> _Your task_: In the material below, identify each line bearing the word "black". Reproduce those lines.

___ The records

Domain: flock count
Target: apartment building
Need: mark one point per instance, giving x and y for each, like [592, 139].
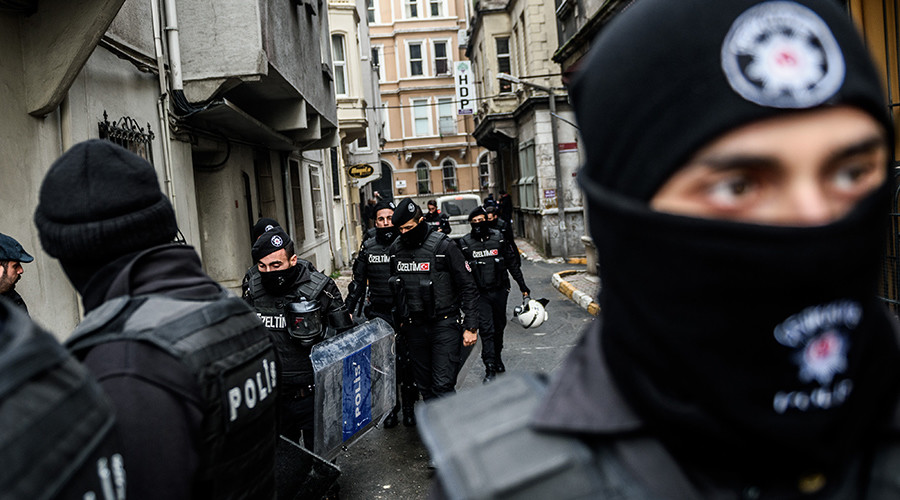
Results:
[526, 121]
[428, 150]
[232, 101]
[359, 121]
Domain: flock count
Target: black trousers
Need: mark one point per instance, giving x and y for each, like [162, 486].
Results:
[492, 322]
[435, 347]
[407, 393]
[296, 415]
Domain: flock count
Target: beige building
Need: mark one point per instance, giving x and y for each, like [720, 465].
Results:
[534, 147]
[232, 101]
[428, 150]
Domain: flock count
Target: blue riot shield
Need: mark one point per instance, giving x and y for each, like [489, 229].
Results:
[355, 384]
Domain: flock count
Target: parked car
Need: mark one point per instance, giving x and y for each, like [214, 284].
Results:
[457, 207]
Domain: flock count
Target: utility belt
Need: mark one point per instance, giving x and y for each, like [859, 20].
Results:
[300, 392]
[423, 318]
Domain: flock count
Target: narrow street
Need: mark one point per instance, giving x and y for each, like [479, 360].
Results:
[393, 463]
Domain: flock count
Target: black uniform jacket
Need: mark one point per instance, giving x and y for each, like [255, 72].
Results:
[583, 401]
[158, 402]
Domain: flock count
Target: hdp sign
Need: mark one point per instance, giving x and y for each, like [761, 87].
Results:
[360, 171]
[465, 89]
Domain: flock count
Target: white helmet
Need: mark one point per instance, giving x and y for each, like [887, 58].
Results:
[531, 313]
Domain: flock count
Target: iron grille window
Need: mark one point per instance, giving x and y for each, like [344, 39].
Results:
[423, 184]
[448, 168]
[415, 59]
[441, 61]
[503, 65]
[127, 133]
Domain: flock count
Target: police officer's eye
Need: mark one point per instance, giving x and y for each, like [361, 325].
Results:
[731, 189]
[855, 174]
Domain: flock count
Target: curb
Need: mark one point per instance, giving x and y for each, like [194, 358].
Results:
[582, 299]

______

> _Answer for this exercise_:
Target: black trousers
Target: black uniform jacket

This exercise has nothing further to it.